What you need to do: Extend the review of Clare Bambra's book Health Divides below, picking up right after its last sentence about the seven years of life expectancy lost between Westminster and Canning Town.

Provided passage:
People, Place and Policy, 12 (2), 161-162
First published: 14 December 2018
Bristol: Policy Press, 2016, 320 pages, £12.99 (Pb)
ISBN 978 14 4733 035 6
Clare Bambra’s Health Divides: Where you live can kill you covers well-trodden ground on the topic of health inequalities. As a public health researcher working in the inequalities field, I felt a little over-familiar with the arguments and the evidence presented here. About half-way through, however, I figured I wasn’t really the intended audience for the book. And it is with that hat on – the one that identifies me as a curious outsider – that I will review the book.
The book starts with an enthusiastic Foreword by the esteemed academic and commentator Danny Dorling. It is then arranged into seven highly readable chapters on how health and socio-spatial inequalities have been inextricably linked over time and space. The overall approach is consistent with those concerned with the wider determinants of health. The analysis of politics in the latter chapters adds a vital component to Bambra’s argument about how long and how well we live our lives is a product of choices – though not necessarily ours as individuals – but of those who make them in our name.
Bambra prefaces her publication with a personal reflection on her travel through the place and places of health; good and bad. From her mother’s North East England birth to her own employment in northern universities, Bambra states she has examined ‘international, national, regional and local inequalities in health for well over a decade’ (p.xiv). She starts her analysis at the larger scale. Health divides between high-income countries are examined using a series of good-looking maps, tables and sports league and tournament metaphors. We discover that we would want to be pulling out Switzerland in the European Health Championship work sweepstake and would definitely want to avoid Hungary. From this grand scale, the book takes us through different levels of analysis with health divides described first between the countries of the UK, and then within and between its regions and localities. Using male life expectancy as a measure, a ten mile trip eastwards along the Jubilee train line between Westminster (central London) and Canning Town (East London) costs you seven years’ life expectancy.

Data provided:
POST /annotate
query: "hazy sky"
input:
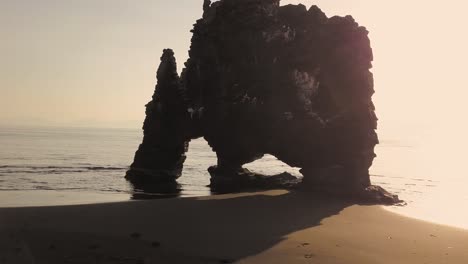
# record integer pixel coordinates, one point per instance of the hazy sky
(93, 62)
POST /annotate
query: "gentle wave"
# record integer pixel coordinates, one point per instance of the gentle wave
(9, 169)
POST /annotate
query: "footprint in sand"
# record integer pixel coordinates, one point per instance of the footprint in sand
(135, 235)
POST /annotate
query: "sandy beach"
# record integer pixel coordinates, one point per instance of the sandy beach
(263, 227)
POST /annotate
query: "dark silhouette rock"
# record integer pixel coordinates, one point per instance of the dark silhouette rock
(268, 79)
(161, 156)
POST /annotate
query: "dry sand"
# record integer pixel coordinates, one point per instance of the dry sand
(265, 227)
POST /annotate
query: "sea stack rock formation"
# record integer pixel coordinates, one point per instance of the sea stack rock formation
(268, 79)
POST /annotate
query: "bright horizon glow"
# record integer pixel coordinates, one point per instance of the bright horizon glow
(93, 62)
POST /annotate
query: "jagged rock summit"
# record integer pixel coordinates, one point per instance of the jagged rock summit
(268, 79)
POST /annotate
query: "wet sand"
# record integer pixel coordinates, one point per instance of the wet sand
(263, 227)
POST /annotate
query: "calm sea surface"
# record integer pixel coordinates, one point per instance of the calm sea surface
(424, 173)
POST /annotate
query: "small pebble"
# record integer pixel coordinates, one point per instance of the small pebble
(155, 244)
(135, 235)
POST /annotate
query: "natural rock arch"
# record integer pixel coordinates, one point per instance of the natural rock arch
(267, 79)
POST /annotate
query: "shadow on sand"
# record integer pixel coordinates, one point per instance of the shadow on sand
(206, 230)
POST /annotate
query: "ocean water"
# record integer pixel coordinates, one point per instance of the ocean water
(94, 161)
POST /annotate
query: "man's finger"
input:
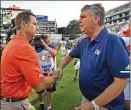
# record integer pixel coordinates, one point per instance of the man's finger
(78, 108)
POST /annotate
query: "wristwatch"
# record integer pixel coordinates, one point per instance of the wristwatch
(95, 106)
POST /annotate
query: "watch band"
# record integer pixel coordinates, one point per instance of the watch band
(96, 107)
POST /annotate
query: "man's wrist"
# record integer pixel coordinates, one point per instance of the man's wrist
(95, 106)
(59, 69)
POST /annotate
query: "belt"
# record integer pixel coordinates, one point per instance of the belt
(12, 99)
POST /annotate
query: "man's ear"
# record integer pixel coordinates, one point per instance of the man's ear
(96, 19)
(23, 25)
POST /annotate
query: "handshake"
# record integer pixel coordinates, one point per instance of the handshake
(57, 74)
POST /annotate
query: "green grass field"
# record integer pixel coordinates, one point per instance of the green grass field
(67, 95)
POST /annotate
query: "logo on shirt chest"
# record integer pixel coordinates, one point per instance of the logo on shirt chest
(97, 52)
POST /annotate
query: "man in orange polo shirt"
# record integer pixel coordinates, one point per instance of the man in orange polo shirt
(20, 71)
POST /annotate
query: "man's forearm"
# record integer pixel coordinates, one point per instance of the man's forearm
(111, 92)
(65, 61)
(51, 51)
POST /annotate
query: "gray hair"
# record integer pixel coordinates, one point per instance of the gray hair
(23, 16)
(96, 10)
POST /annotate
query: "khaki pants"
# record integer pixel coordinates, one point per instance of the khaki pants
(84, 100)
(20, 105)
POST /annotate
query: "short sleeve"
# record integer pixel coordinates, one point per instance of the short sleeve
(75, 53)
(117, 59)
(29, 66)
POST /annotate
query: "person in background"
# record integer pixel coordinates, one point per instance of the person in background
(101, 77)
(76, 67)
(20, 71)
(63, 49)
(69, 46)
(46, 56)
(125, 36)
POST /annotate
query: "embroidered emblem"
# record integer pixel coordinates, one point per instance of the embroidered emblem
(41, 75)
(97, 52)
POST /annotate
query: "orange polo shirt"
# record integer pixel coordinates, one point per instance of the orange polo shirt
(19, 69)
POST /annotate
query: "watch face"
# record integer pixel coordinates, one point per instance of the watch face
(97, 108)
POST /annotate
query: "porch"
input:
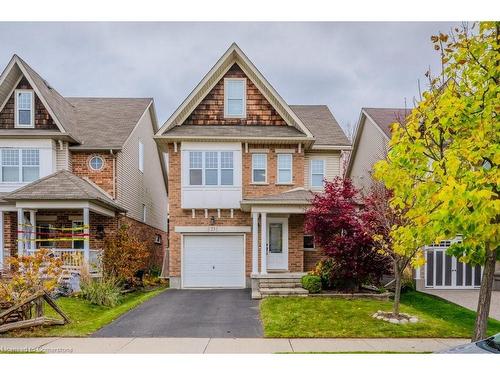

Your response:
A history of health divides in the UK is then presented with a quick canter through the dangerous environs of industrialising Britain and the conditions within which communicable disease thrived. It seems monstrous that the average age of death for labouring men in urban industrial Manchester was just 17 years in the 1840s. The development of the welfare state, better nutrition and advances in medical science brought relief to some of these injustices. Then we move swiftly through to the present day where non-communicable disease is the biggest killer; much of this is stratified by socio-economic background. The world we live in today is riven with inequalities in health. Cardiovascular disease, cancer, diabetes, obesity and mental health are all in the mix, with poorer outcomes the poorer you are. Bambra also notes that health divides are not just a matter of poor people but also of poor places. In truth, the two sit together.
The book provides a good chapter on the political economy of health inequalities, starting with a great quote from the pathologist Rudolf Virchow (1821-1902): ‘Medicine is a social science, and politics nothing but medicine at a larger scale’. Current wrangles over the NHS demonstrate this point. The chapter centres on ideologies and how these inform policy choices and their inevitable and inequitable outcomes. It is noteworthy that ideologically-informed choices across socio-political systems – transport, housing, education, you name it – almost always have health implications. Neo-liberal systems, Bambra identifies, have bolstered the growth of such inequalities between both people and places.
Amid the misery of how systems are failing us is a most encouraging section on how decisive state action can change things. Germany provides a case study of how policy was able to positively alter the living conditions of East Germans and significantly reduce health inequalities between West and East after reunification. It is evidence of what can be done using policy levers when the political will is there. Bambra also ends the book with a rallying note to her readers: we need income redistribution, devolution of power and a resourcing of the regions to make economic growth work for all. She sees a need to change the political economy to a more social democratic model as a route to this end.
And herein lies the challenge. Bambra notes multiple policy and state-of-the-art reviews that have taken place over the last three decades: Black, Acheson and Marmot are the star players. The reports are staggeringly consistent in their identification of problems and solutions. Yet challenges remain and indeed seem to worsen. This is clearly not an easy issue to solve; it is a classic ‘wicked problem’ that has deep and complex determinants and no quick-fix, catch-all solutions. So is Bambra seeking a different approach in this book? Is she addressing issues differently or merely repeating the observations of others? I think the book does contribute to an agenda-changing discourse that speaks to a growing public unease about inequalities. By making it accessible and good to look at, Bambra also might be reaching a broader audience (i.e., someone not working in the health inequalities field). But I think questions remain as to how we really mobilise the knowledge we have to effect change in the health inequalities sphere. Alongside current work exploring how to communicate and ‘frame’ messages about health inequalities to best effect, Health Divides might provide a handy reference point for the start of such a mobilisation.